_Directives:_
1) From the Erlang forum thread below, list every line of source code given for the minimal files.
2) In the Erlang forum thread, which command does the writer run to reproduce the directory structure?
3) Carry on the Erlang forum thread from its last line.

_Excerpt to read:_
==*==

That’s the approach I’m also taking (rebar3 new release
in my case, so as to reproduce the directory structure), but as yet I’ve had no luck in reproducing the error either
Hmm, that is both good and bad, I guess The first argument to
--/2
is very strange as it looks like the exit reason for a port. How it has ended up there is a mystery since in the code it is the result of getting a value from a proplist. I’ll spend some additional time on it, but rihght now I have nothing to go on. If you manage to reproduce it on your side, I’ll be happy to take any details you have.
Actually, looking a bit deeper and discussing with @jhogberg, we found some lax code that could explain this behaviour as well as making it rather difficult to reproduce. I’ll tighten the code, and then we hope we do not see it again.
Progress (of a sort).
Going back to the original, failing code and with liberal use of a blunt hatchet, I have managed to get to the point where the problem is evident even when using the minimal files:
-module(misbehaviour).
-callback bar() -> ok.
and
-module(myimpl).

==*==

_Data rows:_
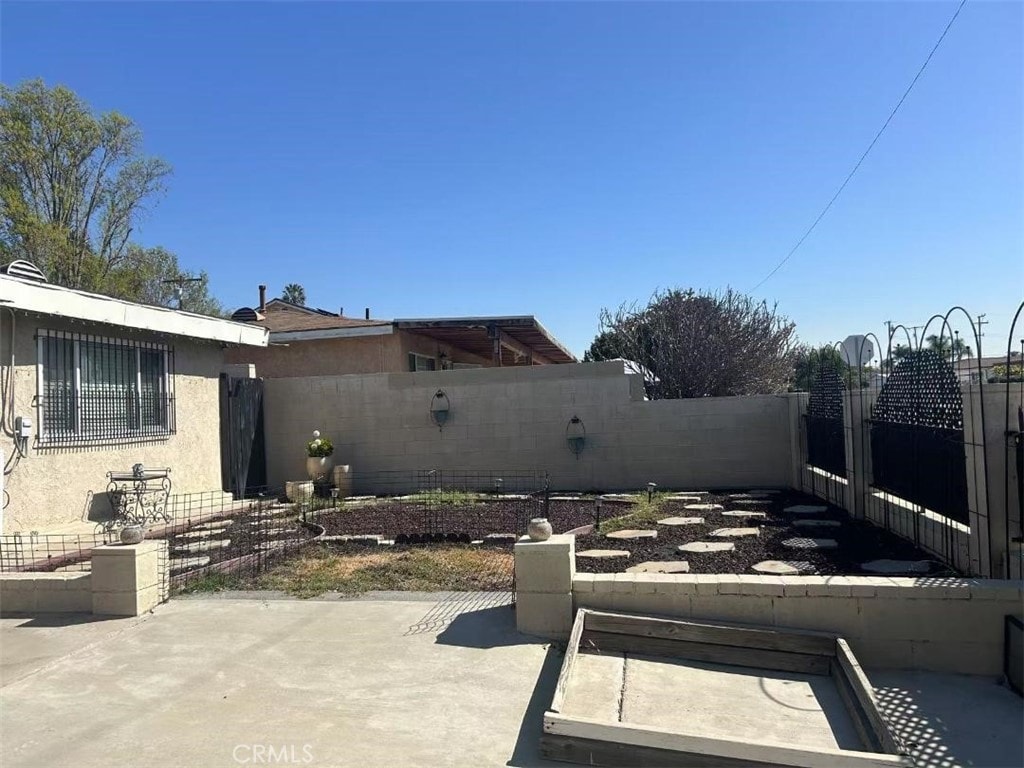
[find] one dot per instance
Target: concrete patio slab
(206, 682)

==*==

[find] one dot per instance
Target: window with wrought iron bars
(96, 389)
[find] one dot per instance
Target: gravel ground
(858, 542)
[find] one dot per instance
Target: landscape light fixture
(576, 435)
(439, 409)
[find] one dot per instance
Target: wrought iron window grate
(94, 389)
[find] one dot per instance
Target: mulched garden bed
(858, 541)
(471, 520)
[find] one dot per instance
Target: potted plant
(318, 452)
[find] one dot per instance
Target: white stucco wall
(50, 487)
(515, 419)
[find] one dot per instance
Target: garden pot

==*==

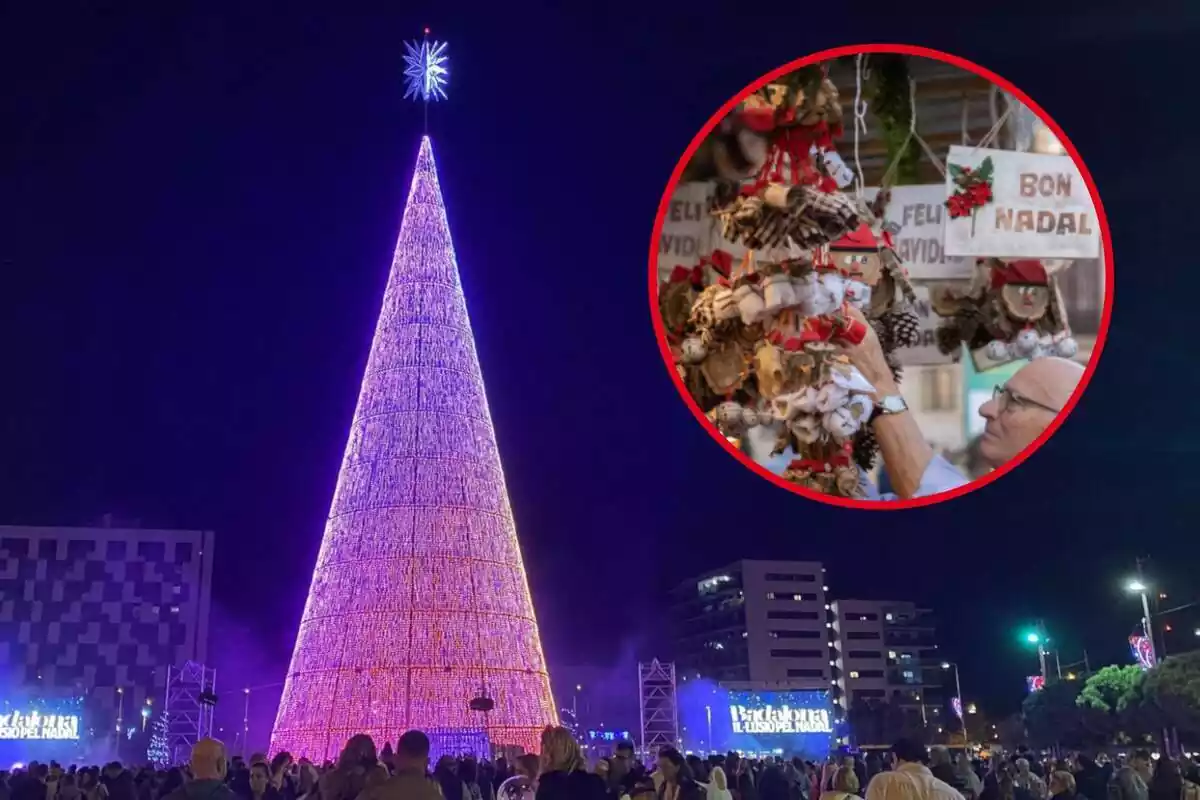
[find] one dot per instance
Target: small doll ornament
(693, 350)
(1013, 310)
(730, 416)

==*==

_Task-by-task results:_
1)
-module(misbehaviour).
-callback bar() -> ok.
-module(myimpl).

2) rebar3 new release

3)
-behaviour(misbehaviour).
-export([bar/0]).
bar() -> ok.
However, if I chop too much of the surrounding application code out, it mysteriously disappears back into the magic hat.
Modulo names, that is exactly identical to what I tested with The difficulty of reproduction most likely comes down to a combination of timing and sending/receiving messages. In the current code, an untagged message is received, which might grab the wrong message. Adding a tag should fix that potential problem.
@cons You might be interested that I am encountering the same error with the repo linked from Ram - an in-memory distributed KV store - #9 by dischoen using 25.0-rc3.
rebar3 compile
===> Verifying dependencies...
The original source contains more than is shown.